Porqué Herodes quiere que cantemos el villancico — y porqué no hay que hacerle caso.
¿Quién es el niño en el pesebre, cantado y celebrado a través de los siglos con canciones conmovedoras que han resistido la prueba del tiempo? Igual de importante: ¿qué relevancia puede tener el bebé ante los desafíos a los que nos enfrentamos en el siglo XXI?
Abriendo un camino lleno de baches respondiendo la primer pregunta, las primeras páginas del Nuevo Testamento nos presentan la genealogía del recién nacido. De acuerdo a Mateo, el escritor del primer evangelio, el bebé no era más que un descendiente de Rut, una moabita que no tenía la sangre azul de un israelita; de Tamar, una mujer sin la mejor reputación; de Rahab, una prostituta; de David, rey adúltero y asesino; de Salomón, rey sabio pero igualmente amante de la riqueza, el poder y las concubinas.

------------------------

**Problema breve:** ¿Puedes reproducir tal cual el fragmento del texto sobre el niño del pesebre que arranca con las palabras "Porqué Herodes quiere" y acaba con "y las concubinas."? Las líneas no desempeñan ningún papel en esto.

**Bloque de datos:**
------------------------

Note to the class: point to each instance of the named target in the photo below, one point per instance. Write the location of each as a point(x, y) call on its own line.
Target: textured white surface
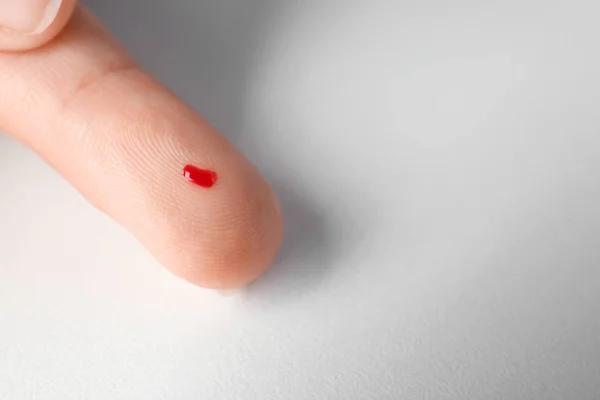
point(439, 166)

------------------------

**La respuesta:**
Porqué Herodes quiere que cantemos el villancico — y porqué no hay que hacerle caso.
¿Quién es el niño en el pesebre, cantado y celebrado a través de los siglos con canciones conmovedoras que han resistido la prueba del tiempo? Igual de importante: ¿qué relevancia puede tener el bebé ante los desafíos a los que nos enfrentamos en el siglo XXI?
Abriendo un camino lleno de baches respondiendo la primer pregunta, las primeras páginas del Nuevo Testamento nos presentan la genealogía del recién nacido. De acuerdo a Mateo, el escritor del primer evangelio, el bebé no era más que un descendiente de Rut, una moabita que no tenía la sangre azul de un israelita; de Tamar, una mujer sin la mejor reputación; de Rahab, una prostituta; de David, rey adúltero y asesino; de Salomón, rey sabio pero igualmente amante de la riqueza, el poder y las concubinas.